:: Source material ::

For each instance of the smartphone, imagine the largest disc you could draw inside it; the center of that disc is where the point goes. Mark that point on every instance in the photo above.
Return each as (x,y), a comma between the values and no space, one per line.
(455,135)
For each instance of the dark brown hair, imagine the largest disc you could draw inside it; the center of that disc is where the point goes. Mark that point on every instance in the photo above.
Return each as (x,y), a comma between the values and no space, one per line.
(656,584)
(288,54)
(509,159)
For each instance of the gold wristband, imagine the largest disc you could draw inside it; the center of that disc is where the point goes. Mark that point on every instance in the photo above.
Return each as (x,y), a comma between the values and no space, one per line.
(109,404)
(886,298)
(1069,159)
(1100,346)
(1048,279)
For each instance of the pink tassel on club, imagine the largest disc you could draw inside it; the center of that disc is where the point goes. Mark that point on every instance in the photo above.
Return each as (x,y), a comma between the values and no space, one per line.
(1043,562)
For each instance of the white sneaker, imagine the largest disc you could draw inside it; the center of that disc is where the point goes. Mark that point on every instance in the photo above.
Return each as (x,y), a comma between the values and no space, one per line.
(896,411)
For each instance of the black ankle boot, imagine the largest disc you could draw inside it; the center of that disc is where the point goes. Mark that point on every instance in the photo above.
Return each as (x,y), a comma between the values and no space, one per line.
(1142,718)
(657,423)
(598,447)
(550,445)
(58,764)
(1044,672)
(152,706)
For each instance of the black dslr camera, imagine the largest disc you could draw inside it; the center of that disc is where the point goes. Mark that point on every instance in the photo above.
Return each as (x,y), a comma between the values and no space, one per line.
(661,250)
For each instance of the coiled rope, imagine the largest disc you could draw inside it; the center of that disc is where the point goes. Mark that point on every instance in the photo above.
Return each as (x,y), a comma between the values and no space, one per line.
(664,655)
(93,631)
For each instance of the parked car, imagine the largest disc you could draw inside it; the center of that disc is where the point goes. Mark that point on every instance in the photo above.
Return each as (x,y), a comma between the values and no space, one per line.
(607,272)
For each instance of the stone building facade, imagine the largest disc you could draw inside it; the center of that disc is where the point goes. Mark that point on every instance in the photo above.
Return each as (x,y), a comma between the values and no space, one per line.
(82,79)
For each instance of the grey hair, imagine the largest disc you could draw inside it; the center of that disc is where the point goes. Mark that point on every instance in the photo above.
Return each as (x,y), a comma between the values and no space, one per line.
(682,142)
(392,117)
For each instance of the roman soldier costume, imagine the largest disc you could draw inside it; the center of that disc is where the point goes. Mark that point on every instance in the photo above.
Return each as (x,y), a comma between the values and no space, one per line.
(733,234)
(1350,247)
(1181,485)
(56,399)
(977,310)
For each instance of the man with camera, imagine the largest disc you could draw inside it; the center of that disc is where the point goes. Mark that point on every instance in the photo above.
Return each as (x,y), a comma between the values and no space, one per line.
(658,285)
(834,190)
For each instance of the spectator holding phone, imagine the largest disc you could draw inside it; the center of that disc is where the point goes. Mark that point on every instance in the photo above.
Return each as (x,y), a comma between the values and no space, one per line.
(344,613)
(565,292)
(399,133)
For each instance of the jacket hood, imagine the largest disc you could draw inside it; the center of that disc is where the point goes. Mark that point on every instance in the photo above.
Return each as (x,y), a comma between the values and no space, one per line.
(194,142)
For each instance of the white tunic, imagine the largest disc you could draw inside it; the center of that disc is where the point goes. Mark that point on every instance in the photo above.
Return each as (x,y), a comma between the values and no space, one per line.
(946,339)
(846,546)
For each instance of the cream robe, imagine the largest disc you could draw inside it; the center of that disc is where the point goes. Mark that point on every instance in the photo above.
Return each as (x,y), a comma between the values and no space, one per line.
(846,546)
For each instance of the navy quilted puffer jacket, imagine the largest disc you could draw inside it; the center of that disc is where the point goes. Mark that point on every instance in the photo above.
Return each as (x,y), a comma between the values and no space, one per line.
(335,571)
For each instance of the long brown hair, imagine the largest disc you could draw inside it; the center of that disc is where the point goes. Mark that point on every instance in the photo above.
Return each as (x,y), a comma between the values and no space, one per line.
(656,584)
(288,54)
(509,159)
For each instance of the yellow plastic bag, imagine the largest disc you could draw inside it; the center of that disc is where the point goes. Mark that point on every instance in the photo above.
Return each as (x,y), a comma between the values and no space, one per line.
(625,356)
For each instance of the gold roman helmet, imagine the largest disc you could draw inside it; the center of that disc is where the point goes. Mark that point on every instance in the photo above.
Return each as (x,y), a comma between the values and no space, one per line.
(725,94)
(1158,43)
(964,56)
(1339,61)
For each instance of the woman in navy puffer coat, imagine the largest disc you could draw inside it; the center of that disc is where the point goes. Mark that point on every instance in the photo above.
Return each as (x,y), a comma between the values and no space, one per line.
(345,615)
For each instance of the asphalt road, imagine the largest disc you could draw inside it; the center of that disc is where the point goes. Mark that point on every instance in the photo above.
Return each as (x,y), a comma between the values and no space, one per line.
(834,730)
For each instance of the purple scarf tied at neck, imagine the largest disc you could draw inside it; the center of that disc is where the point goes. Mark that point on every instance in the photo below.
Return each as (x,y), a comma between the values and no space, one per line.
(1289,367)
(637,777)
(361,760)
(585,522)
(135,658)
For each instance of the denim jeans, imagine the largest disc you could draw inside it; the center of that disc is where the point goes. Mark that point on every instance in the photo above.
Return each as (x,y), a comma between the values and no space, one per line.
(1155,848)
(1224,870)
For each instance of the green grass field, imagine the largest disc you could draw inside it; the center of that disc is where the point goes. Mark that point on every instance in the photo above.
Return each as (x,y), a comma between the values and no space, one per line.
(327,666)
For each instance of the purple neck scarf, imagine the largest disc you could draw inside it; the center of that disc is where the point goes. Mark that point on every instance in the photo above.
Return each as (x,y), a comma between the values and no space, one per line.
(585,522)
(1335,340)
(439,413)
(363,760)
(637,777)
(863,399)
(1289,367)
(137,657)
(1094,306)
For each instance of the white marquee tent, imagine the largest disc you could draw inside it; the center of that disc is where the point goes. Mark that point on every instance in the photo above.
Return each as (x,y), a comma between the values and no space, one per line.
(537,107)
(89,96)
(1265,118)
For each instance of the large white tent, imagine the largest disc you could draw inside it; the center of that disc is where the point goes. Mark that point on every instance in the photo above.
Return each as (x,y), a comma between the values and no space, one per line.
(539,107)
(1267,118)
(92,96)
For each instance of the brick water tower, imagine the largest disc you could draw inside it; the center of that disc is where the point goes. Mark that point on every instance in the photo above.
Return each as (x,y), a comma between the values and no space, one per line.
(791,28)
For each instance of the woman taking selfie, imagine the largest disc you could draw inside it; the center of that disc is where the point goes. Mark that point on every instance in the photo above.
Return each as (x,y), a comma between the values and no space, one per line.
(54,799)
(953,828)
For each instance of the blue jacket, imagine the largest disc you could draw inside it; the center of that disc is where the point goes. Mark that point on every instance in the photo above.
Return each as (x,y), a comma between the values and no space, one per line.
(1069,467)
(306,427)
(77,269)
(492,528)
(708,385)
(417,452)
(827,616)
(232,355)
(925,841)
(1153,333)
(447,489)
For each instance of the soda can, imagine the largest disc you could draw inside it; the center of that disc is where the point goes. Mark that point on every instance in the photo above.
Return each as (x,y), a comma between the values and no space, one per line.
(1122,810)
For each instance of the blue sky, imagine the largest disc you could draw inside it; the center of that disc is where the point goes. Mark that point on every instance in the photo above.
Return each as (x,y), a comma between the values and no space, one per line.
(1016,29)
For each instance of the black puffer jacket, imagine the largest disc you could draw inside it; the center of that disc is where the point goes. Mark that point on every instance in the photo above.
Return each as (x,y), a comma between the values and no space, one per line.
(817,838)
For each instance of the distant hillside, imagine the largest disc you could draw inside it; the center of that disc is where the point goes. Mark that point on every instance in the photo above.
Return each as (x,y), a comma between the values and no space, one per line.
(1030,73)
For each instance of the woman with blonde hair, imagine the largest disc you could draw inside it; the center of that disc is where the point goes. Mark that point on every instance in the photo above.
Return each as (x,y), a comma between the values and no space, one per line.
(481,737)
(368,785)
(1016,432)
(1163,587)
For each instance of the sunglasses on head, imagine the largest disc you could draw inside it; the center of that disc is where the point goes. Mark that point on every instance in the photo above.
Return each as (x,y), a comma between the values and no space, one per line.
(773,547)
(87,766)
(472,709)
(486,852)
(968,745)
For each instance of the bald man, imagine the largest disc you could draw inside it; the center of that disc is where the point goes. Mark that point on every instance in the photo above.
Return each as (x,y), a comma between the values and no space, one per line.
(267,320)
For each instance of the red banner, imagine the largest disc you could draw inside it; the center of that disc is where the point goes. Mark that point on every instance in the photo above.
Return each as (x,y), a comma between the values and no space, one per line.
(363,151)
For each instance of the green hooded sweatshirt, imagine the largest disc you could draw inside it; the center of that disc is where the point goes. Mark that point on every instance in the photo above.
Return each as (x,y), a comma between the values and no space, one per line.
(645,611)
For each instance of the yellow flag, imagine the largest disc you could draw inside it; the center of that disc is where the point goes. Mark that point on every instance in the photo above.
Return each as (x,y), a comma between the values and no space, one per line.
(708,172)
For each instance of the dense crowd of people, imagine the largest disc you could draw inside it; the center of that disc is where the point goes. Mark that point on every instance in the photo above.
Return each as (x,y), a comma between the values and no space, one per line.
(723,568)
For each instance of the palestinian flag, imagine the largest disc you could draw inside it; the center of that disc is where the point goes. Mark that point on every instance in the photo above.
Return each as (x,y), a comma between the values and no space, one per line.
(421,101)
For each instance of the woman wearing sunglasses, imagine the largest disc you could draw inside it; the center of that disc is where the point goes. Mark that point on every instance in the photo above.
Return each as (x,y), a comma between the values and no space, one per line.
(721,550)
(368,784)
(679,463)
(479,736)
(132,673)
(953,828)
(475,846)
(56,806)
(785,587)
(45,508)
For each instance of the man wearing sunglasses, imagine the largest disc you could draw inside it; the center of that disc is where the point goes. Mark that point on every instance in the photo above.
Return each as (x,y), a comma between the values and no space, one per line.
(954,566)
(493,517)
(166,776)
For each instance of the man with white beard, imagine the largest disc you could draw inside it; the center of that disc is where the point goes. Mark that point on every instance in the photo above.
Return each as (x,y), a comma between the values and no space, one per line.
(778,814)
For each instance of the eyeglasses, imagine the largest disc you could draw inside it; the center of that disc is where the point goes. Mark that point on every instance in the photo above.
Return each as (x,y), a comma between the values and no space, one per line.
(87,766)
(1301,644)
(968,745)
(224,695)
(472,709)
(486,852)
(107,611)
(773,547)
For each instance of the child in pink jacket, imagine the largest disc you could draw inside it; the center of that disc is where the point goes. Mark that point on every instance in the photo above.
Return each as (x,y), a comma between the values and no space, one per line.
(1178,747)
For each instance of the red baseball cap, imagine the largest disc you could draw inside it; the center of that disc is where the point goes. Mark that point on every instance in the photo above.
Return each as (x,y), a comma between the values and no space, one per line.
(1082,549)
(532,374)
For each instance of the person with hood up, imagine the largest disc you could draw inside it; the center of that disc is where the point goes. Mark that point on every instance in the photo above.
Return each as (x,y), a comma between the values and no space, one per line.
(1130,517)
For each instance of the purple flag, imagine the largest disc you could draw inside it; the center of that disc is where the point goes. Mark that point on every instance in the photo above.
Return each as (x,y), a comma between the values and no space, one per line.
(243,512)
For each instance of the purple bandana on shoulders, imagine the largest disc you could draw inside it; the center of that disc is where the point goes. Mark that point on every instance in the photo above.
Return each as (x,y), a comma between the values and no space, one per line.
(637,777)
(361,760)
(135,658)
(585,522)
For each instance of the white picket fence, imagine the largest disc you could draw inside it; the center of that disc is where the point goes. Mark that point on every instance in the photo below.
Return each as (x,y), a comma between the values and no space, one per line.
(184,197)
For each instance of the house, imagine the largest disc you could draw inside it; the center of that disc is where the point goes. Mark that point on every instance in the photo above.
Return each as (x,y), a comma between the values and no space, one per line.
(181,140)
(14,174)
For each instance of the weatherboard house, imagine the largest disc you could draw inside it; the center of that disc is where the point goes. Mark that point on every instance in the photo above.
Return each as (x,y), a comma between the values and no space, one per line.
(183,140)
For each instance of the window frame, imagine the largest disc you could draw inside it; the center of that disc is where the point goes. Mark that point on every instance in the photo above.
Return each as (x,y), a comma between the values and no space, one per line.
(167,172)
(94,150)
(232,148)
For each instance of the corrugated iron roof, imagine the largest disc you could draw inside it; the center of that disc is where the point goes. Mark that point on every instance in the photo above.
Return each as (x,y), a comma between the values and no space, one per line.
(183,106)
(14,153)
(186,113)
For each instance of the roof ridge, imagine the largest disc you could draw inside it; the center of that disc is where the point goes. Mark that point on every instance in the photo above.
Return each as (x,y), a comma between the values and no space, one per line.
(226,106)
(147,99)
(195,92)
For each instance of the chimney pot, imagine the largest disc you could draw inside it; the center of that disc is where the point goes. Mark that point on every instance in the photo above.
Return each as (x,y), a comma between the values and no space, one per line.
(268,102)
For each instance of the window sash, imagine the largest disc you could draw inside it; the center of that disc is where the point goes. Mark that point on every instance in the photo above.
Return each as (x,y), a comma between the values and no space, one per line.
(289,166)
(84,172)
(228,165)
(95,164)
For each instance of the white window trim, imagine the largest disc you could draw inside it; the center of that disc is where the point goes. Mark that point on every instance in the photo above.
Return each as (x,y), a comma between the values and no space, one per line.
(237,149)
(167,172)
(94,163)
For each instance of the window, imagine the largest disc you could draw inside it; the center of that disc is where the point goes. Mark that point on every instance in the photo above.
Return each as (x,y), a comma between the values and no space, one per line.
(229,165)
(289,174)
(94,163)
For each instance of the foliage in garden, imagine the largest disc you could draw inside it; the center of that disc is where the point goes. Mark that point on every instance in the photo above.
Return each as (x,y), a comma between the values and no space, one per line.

:::

Would you please reproduce the records above exactly, only from their first line through the line holding "For each instance of the gold wristband, imagine", with both ends included?

- _Answer for this exercise_
For each instance of the smartphone, imagine the largest disc you could draw inside it; the center of that disc is where the point goes. Mark that point on every instance in the photo above.
Return each as (x,y), a comma between the values and no space, one per line.
(455,135)
For each instance of the dark brown hair, imagine the largest disc you could draw inside it; the center of that disc is where the point goes. Mark that point on every instance in the photo above.
Return each as (x,y), a comma between the values and no space, one per line.
(656,584)
(288,54)
(509,159)
For each instance of the gold wristband, imagine the largest disc you could draw inside it; the center of that disc is where the point goes. Mark that point on every instance in the photo above.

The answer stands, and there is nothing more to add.